• [Exercise prompt] In the CI/CD text, what does Continuous Delivery still require before a change that passes tests is deployed?

--- begin Reading text ---

Continuous Integration (CI) is the practice of frequently merging code changes into the main branch of a repository. Each change is automatically verified through automated tests and build processes, enabling early detection of bugs and integration issues.

Continuous Delivery / Continuous Deployment (CD) extends CI with automated application deployment. Continuous Delivery means every change that passes tests is ready for deployment (but requires manual approval). Continuous Deployment takes it a step further — automatically deploying every change that passes the pipeline.

Benefits of implementing CI/CD:

  • Faster bug detection — issues are identified immediately after each commit
  • Shorter delivery times — from commit to production in minutes
  • Higher code quality — automated tests and linting on every change
  • Reproducibility — every deployment follows the exact same process
  • Lower risk — small, frequent changes instead of large, risky deployments

GitHub Actions — Platform Overview#

GitHub Actions is a CI/CD platform integrated directly into GitHub. It offers:

  • Free minutes for public repositories (unlimited) and private repositories (2,000 min/month on the Free plan)

--- end Reading text ---
--- begin Supplied entries ---

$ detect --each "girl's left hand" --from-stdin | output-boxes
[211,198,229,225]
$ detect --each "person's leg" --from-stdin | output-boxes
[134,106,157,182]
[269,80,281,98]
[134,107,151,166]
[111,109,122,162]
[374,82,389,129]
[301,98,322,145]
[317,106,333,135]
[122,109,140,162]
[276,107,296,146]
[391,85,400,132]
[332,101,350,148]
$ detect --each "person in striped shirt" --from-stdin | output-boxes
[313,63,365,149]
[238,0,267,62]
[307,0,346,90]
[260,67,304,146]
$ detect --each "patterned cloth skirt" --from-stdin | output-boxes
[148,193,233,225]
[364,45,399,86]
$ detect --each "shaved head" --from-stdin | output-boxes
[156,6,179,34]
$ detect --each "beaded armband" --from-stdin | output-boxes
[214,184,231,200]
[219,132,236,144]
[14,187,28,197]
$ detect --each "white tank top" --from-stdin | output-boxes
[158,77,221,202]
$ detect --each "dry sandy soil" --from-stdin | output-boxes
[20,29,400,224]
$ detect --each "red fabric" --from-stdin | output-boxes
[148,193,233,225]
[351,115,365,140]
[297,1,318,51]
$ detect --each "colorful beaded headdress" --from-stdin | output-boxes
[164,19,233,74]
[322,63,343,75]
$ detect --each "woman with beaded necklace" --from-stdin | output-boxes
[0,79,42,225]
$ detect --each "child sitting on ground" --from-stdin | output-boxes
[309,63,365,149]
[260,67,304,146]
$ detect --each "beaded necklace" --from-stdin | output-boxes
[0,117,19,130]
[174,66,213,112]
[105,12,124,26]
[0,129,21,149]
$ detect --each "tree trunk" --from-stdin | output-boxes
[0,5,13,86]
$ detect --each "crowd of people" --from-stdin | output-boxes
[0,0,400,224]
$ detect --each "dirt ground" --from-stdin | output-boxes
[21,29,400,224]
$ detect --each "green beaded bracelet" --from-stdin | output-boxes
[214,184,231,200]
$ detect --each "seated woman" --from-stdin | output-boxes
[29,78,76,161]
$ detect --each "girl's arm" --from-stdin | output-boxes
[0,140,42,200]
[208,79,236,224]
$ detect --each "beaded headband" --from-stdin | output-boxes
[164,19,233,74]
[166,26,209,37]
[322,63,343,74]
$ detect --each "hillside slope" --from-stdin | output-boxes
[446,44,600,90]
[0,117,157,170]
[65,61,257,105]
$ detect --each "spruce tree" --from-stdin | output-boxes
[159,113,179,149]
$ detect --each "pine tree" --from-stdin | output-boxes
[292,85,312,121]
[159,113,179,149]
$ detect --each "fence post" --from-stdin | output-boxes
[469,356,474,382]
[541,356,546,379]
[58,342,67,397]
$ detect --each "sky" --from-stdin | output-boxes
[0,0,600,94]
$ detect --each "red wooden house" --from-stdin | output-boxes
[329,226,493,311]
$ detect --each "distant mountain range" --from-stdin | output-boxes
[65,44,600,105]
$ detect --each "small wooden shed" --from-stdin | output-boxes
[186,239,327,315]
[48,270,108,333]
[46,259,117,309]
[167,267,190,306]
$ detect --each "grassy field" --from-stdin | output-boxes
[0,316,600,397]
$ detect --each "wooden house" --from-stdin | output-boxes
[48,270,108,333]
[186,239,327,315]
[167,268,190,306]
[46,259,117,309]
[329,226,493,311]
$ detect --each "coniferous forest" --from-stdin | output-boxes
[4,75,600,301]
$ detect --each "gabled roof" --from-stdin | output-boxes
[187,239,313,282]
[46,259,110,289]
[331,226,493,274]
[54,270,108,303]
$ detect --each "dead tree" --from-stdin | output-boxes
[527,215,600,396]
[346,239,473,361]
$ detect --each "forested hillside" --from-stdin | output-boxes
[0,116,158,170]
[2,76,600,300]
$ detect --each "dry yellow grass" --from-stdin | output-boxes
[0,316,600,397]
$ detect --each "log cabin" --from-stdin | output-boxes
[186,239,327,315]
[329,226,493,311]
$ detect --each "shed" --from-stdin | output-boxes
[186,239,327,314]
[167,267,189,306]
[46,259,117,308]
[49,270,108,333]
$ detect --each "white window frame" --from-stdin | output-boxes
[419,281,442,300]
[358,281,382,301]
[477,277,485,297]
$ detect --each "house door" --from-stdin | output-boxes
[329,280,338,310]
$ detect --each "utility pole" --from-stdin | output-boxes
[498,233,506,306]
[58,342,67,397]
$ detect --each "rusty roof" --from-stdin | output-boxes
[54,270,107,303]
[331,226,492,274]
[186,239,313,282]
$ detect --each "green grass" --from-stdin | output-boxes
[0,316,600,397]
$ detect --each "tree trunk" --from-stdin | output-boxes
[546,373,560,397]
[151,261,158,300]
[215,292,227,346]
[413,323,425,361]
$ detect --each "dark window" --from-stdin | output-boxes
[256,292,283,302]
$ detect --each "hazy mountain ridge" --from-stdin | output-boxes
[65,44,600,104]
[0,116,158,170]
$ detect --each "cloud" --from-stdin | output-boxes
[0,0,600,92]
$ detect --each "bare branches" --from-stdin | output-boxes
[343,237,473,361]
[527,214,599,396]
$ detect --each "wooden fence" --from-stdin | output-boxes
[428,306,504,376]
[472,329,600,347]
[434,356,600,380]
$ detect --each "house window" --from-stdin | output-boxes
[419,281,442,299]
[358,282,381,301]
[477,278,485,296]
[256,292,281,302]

--- end Supplied entries ---

• [Written solution] Manual approval.